> **DEINE AUFGABE**: Schreib das folgende Gespräch über Haushaltssanierung und Familienleistungen weiter, beginnend nach seinem letzten Satz.

NIEBEL: Ja. Aber ich kann das nicht so machen, indem ich die anderen Schulen, zum Beispiel die Berufsschulen, ausbluten lasse. Das wäre katastrophal für den Standort Baden-Württemberg. Wir haben heute schon zu wenig Fachkräfte in vielen Bereichen. Das würde bedeuten, dass wir Arbeitsplätze nicht besetzen können, und dadurch Wohlstand verlieren. Und ein Ausbluten der allgemeinbildenden Schulen - sei es Realschule, sei es Gymnasium - führt dazu, dass Bildungsvielfalt verloren geht und Chancen für kommende Generationen verloren gehen.
Frage: Noch einmal kurz zurück zum Thema Haushaltssanierung. Kanzlerin Merkel hat ja angekündigt, was alles an finanziellen Wohltaten für die Bürger kommen soll, zum Beispiel höhere Mütterrenten und mehr Kindergeld. Es wird geschätzt, dass dies Zusatzkosten von rund 30 Milliarden Euro verursachen würde. Wie realistisch ist die Haushaltssanierung, wenn das Füllhorn so stark geöffnet wird?
NIEBEL: So wenig realistisch, wie es Ihre Frage bereits impliziert. Und deshalb wird es so auch nicht kommen. Was wir als Liberale ebenfalls wollen: Wir wollen sukzessive die Freibeträge der Kinder denen der Erwachsenen angleichen, entsprechend auch die Kindergeldzahlungen anpassen. Das ist Bestandteil unseres Wahlprogramms, weil wir bei Beibehaltung des Ehegattensplittings die Stärkung der Familien trotzdem für sinnvoll und notwendig halten. Übrigens hat diese Regierung bereits zu Beginn Kinderfreibeträge und Kindergeldsätze angehoben, aber so moderat, wie es haushaltsmäßig möglich gewesen ist - und das wird fortgesetzt in der nächsten Legislaturperiode. Was die Mütterrente betrifft, bin ich auch der Ansicht, dass man hier eine Verbesserung herbeiführen muss, aber nicht in dieser Art und Weise und nicht in diesem Umfang, wie das bisher von der Union vorgeschlagen wurde, und vor allem ist auch die Finanzierungsfrage offen.

> **BEREITGESTELLTE EINTRÄGE**:
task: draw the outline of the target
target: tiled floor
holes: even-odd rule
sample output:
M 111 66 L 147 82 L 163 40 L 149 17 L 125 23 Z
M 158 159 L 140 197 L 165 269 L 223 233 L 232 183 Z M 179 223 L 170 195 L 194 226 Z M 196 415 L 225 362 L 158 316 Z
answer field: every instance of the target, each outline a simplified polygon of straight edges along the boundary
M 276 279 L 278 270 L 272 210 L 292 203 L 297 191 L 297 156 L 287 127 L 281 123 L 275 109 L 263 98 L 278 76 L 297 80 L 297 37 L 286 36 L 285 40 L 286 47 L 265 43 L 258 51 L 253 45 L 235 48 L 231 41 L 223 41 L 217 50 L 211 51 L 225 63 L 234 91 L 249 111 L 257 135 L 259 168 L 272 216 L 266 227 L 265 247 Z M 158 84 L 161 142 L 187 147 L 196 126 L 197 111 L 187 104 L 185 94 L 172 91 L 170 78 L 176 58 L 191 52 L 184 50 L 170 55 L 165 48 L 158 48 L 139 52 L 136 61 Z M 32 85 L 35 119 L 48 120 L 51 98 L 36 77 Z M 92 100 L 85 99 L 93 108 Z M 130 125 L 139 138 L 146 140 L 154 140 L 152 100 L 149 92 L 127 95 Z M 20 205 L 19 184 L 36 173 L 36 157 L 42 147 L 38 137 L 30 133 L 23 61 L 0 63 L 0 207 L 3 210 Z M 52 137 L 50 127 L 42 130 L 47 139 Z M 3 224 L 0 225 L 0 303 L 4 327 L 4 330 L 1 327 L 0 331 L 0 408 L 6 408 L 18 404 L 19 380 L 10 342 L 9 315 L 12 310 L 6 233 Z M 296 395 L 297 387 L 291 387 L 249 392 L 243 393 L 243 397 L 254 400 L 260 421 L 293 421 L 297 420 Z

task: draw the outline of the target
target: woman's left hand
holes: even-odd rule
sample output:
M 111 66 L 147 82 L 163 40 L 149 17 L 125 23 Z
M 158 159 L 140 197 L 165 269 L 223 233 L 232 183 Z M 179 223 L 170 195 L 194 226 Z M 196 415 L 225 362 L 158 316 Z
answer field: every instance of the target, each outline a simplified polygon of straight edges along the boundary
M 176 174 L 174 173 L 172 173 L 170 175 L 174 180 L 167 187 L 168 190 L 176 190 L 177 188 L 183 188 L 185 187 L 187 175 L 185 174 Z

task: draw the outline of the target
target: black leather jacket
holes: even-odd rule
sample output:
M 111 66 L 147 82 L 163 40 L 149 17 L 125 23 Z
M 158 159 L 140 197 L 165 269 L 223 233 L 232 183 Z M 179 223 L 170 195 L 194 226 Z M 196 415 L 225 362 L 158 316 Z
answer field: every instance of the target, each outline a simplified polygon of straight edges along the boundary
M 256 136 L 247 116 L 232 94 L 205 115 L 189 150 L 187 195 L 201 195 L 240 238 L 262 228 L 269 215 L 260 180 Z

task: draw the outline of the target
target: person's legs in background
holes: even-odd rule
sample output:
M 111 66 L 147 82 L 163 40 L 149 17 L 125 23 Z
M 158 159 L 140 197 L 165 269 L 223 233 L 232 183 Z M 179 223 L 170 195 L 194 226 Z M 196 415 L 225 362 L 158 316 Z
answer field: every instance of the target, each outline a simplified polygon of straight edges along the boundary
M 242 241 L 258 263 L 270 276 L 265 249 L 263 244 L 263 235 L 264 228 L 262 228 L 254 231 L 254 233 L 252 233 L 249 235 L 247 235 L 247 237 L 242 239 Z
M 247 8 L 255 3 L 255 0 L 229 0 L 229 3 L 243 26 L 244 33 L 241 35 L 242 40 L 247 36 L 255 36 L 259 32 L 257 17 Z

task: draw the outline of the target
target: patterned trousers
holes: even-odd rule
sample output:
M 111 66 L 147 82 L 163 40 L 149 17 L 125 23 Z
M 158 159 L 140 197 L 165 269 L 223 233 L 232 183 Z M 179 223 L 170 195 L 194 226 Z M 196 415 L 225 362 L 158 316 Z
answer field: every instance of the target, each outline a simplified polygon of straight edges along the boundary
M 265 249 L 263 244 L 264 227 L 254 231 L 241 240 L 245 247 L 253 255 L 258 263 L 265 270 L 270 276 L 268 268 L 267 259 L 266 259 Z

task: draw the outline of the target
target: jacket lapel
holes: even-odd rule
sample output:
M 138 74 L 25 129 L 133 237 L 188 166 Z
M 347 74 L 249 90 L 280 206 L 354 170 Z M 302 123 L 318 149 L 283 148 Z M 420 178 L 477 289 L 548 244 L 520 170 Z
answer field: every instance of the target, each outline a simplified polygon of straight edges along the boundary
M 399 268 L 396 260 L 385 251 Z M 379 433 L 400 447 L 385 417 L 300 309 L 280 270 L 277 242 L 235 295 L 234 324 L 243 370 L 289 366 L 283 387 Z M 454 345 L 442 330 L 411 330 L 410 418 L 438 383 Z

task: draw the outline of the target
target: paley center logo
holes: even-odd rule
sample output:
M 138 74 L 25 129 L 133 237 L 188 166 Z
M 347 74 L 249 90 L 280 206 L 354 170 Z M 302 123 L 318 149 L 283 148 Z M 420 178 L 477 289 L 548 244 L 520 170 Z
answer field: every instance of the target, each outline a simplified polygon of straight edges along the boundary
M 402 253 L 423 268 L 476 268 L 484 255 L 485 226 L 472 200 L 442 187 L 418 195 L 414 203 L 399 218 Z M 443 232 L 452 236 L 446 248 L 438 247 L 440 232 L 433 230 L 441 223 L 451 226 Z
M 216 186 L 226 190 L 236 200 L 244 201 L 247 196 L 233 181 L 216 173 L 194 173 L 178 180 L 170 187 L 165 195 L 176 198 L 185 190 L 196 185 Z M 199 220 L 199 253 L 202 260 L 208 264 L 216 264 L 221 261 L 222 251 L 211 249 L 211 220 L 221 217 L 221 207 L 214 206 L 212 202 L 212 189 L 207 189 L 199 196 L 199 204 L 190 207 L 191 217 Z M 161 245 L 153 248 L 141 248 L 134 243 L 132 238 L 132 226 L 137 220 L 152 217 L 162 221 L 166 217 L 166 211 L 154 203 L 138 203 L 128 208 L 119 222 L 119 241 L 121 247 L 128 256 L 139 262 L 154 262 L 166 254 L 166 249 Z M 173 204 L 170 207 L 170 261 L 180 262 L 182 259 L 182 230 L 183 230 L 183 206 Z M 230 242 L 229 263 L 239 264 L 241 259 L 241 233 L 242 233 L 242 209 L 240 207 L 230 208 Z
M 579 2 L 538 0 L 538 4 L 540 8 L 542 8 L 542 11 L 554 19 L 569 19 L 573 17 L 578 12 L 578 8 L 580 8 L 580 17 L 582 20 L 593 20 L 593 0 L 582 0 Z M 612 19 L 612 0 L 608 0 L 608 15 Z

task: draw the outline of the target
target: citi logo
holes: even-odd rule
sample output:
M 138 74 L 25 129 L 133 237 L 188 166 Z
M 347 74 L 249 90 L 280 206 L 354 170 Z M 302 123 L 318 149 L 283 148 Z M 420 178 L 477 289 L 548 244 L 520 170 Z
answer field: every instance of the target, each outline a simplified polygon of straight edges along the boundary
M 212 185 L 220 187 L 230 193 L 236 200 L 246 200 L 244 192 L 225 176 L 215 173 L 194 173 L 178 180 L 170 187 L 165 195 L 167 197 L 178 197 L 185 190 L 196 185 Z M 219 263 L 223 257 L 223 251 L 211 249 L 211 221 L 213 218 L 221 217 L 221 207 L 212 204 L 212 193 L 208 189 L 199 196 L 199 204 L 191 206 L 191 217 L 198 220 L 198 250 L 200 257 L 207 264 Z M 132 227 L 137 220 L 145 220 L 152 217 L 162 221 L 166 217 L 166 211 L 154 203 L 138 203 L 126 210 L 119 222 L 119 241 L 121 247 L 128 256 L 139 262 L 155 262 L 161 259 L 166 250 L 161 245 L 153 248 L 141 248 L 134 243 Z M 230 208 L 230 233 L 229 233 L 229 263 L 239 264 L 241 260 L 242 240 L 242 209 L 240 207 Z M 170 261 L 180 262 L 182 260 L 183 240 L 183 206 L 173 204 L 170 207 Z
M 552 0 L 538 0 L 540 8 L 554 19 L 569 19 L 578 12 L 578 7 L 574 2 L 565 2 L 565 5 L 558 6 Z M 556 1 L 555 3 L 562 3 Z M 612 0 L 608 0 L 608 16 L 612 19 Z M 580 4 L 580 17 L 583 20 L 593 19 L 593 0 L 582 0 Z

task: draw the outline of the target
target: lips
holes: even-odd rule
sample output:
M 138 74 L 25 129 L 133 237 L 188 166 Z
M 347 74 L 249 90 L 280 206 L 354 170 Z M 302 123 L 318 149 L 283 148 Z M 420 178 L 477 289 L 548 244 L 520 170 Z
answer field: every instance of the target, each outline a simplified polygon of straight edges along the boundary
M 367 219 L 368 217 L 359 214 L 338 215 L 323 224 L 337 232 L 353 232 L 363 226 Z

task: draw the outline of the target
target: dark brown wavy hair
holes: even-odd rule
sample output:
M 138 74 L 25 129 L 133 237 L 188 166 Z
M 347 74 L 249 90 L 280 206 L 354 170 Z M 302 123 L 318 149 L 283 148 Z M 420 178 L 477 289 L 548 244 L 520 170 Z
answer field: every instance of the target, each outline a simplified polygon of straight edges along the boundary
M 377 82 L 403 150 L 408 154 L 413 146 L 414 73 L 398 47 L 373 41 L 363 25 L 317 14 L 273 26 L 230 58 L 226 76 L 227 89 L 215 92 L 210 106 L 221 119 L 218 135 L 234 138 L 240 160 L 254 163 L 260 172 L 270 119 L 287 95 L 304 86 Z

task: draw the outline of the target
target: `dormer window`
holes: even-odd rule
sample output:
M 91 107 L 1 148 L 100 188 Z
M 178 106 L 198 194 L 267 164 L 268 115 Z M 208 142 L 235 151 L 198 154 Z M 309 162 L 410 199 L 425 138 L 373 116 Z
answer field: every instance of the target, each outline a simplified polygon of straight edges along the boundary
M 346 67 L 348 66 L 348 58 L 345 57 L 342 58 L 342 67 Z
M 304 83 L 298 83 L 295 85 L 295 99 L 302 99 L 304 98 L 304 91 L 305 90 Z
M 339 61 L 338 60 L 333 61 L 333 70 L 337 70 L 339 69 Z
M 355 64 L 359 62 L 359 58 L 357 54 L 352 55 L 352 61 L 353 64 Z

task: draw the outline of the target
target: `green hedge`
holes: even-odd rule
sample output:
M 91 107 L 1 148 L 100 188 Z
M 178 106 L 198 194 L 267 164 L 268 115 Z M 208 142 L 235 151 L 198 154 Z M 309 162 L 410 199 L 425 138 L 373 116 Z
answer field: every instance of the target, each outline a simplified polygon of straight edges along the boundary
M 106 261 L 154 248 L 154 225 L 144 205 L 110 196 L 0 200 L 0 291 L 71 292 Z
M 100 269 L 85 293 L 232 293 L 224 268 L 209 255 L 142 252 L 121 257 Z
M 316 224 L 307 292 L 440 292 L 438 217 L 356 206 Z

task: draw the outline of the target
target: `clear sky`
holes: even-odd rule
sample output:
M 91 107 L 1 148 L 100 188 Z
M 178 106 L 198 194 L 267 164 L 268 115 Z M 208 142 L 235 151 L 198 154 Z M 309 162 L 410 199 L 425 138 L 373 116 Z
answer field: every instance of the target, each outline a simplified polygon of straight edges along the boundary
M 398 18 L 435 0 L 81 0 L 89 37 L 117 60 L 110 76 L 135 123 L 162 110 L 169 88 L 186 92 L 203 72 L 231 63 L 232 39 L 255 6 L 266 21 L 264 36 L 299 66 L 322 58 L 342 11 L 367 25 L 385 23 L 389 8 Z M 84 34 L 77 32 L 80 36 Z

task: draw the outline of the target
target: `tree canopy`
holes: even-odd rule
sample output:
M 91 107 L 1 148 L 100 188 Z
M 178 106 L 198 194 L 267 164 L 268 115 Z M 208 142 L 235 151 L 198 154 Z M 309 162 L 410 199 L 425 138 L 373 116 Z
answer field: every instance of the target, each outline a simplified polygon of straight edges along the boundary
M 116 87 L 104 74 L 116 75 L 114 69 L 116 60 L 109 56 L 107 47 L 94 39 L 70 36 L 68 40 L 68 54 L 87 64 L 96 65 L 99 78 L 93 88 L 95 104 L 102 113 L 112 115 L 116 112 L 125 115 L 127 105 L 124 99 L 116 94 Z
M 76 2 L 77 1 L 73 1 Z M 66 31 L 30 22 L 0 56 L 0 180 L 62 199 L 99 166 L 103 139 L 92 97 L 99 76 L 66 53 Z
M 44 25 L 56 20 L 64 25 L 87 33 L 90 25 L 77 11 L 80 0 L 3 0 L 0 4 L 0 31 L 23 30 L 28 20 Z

> **ERGEBNIS DER ÜBUNG**:
Frage: Sie sind also skeptisch, was die genannte Größenordnung von 30 Milliarden Euro betrifft?
NIEBEL: Das halte ich für nicht darstellbar.
Frage: Welche Fallstricke birgt denn die Eurokrise noch für den deutschen Haushalt?

NIEBEL: Ich bin kein Prophet, deshalb kann ich das nicht nachhaltig beantworten. Aber ich will es anders beantworten: In früheren Jahrhunderten hätten wir in Europa bei solchen Verwerfungen Kriege miteinander geführt - heute geht es überwiegend um Bürgschaften.
Frage: Halten Sie die Euro-Krise denn für überwunden, oder ist es im Moment eher eine Ruhephase, und nach der Bundestagswahl werden dann die Forderungen gestellt?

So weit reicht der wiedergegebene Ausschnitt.